Trey Carroll, in his first and only Shootout appearance, delivered a career-high 30 points and a performance that immediately joins the rivalry’s highlight reel.
Xavier beat Cincinnati 79–74 at Cintas Center, reclaiming bragging rights after last year’s loss in the Crosstown Shootout.
It didn’t take long for local media to frame the night. FOX19’s Jeremy Rauch opened the post-game show calling it “the Trey Carroll game,” pointing out that only one player across both rosters — UC’s Day Day Thomas — had ever played in a Crosstown Shootout before. In a rivalry built on momentum swings, history, and emotion, experience matters. Carroll made sure it didn’t matter for him.
Xavier Found Answers; Cincinnati Spent the Night Searching for One
Carroll’s scoring wasn’t a fluke. He gave UC problems in nearly every alignment — post-ups, face-ups, transition, second-chance looks. When Cincinnati switched into a zone during the second half, Xavier head coach Richard Pitino made the adjustment FOX19 described as “some Barkley stuff,” isolating Carroll in the mid-post and letting him work through physical mismatches. His unorthodox footwork, size, and touch forced UC into rotations that never quite held.
WCPO’s post-game report backed it up, noting that “every adjustment Cincinnati tried still ended with Carroll walking away from possessions with points.” His 30 stood out not just because of the number, but because of how consistently he dictated the Crosstown Shootout game.
Xavier wasn’t perfect — they turned the ball over and took fewer shots — but they dominated key moments, used pace well, and leaned into an identity they’ve carried for decades: tough, poised, connected basketball.

○ ○ ○

SHORT EXERCISE 1: Translate this sentence from the game recap into Spanish: "Xavier beat Cincinnati 79–74 at Cintas Center, reclaiming bragging rights after last year’s loss in the Crosstown Shootout."
SHORT EXERCISE 2:
Answer these questions using the game recap:
(a) What was the final score of the game?
(b) Who is Xavier's head coach?
(c) Which player was the only one on either roster who had played in a Crosstown Shootout before?
SHORT EXERCISE 3: Copy the part of the game recap starting with "Xavier wasn’t perfect" and going on through "poised, connected basketball.".

DATA SEGMENT:

○ ○ ○

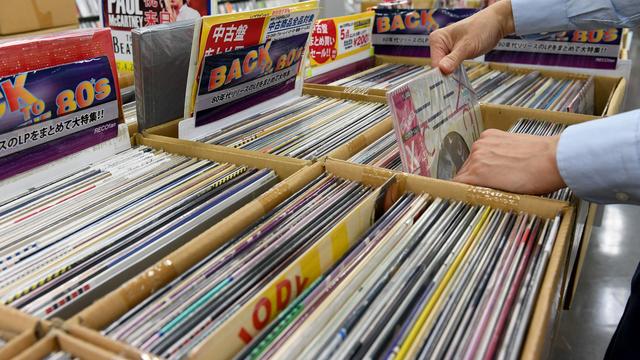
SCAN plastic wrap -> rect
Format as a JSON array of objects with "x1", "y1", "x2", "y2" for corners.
[{"x1": 0, "y1": 29, "x2": 122, "y2": 180}]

○ ○ ○

RESPONSE 1: Xavier venció a Cincinnati 79–74 en el Cintas Center y recuperó el derecho a presumir tras la derrota del año pasado en el Crosstown Shootout.

RESPONSE 2:
(a) Xavier won 79–74.
(b) Richard Pitino
(c) Day Day Thomas of UC

RESPONSE 3:
Xavier wasn’t perfect — they turned the ball over and took fewer shots — but they dominated key moments, used pace well, and leaned into an identity they’ve carried for decades: tough, poised, connected basketball.